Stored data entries

────────────────

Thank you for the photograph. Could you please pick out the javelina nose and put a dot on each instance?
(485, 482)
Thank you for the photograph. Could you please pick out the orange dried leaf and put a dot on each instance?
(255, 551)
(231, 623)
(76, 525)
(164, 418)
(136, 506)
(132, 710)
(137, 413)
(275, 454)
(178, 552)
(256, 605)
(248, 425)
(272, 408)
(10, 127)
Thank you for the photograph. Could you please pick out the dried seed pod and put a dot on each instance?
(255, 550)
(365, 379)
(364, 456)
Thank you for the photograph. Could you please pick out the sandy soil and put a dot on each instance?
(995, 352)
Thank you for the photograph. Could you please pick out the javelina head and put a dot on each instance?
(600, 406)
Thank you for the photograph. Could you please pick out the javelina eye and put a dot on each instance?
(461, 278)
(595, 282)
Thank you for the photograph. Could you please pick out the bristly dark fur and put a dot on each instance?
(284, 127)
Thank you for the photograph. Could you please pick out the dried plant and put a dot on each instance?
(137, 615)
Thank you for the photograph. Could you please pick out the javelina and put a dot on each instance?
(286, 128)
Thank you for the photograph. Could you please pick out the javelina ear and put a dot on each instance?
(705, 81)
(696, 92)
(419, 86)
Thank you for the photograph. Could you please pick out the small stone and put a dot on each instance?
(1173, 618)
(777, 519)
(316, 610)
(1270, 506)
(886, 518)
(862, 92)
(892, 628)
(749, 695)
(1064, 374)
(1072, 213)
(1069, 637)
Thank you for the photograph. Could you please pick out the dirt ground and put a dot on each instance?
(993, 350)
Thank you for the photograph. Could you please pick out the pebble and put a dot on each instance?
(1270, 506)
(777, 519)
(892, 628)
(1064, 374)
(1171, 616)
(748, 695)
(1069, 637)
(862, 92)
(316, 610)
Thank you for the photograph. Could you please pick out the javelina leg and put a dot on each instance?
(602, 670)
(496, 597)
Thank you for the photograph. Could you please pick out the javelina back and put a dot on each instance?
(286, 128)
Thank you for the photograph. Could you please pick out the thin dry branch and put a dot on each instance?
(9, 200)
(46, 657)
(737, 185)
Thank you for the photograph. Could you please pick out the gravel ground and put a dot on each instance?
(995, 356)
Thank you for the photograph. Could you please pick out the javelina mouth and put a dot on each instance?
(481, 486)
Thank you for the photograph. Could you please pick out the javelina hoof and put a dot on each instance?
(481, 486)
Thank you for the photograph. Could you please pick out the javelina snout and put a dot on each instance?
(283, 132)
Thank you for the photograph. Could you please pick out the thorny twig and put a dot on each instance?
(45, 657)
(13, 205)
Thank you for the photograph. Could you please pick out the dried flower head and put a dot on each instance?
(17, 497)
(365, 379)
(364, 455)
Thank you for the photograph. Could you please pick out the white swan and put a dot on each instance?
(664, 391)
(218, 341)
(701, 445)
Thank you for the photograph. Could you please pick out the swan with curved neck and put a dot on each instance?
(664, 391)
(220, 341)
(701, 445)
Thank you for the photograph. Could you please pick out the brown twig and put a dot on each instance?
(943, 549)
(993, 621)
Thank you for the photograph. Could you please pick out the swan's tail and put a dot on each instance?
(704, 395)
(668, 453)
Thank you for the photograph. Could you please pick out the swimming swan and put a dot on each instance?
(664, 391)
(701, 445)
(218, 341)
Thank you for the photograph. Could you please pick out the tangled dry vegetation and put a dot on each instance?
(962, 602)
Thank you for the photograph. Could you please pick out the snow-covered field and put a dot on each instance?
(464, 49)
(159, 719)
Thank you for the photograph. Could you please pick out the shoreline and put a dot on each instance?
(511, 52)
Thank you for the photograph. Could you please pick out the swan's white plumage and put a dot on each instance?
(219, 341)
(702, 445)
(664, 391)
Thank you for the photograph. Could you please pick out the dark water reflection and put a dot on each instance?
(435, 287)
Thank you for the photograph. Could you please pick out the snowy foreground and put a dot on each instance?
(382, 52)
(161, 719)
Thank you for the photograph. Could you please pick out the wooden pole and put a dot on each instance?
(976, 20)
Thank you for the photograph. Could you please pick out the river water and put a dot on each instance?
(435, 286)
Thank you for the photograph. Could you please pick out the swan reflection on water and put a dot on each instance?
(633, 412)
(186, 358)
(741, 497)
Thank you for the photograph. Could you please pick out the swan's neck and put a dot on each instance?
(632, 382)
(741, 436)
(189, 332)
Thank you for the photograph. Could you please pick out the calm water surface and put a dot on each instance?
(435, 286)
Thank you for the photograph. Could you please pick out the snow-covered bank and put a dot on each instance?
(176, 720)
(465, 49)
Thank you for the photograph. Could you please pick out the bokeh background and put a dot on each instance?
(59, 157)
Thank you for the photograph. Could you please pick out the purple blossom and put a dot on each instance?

────────────────

Your goal ▸ Locate the line that contains "the swan reflection". Repeat it and every line after it, up to and including the final line, exactly.

Output for this task ▸
Thank you for the photograph. Could you please pick out the swan reflection on water and put a dot on each instance?
(633, 412)
(186, 358)
(741, 497)
Thank you for the photograph. Could you please pick out the swan's neck and put a dot on each instance?
(632, 382)
(741, 436)
(189, 332)
Thank you for the photograph. Could you please pick out the calm water surface and put a dot on each instance?
(435, 286)
Thank you for the photograph. Could you please pick out the snow-covered bank and put a dot on each instance?
(176, 720)
(465, 49)
Thank you for the photograph. Could you please pick out the bokeh background and put a dot on each instance?
(59, 157)
Thank you for the photograph. Could you please pick out the purple blossom and put a dot on each instance?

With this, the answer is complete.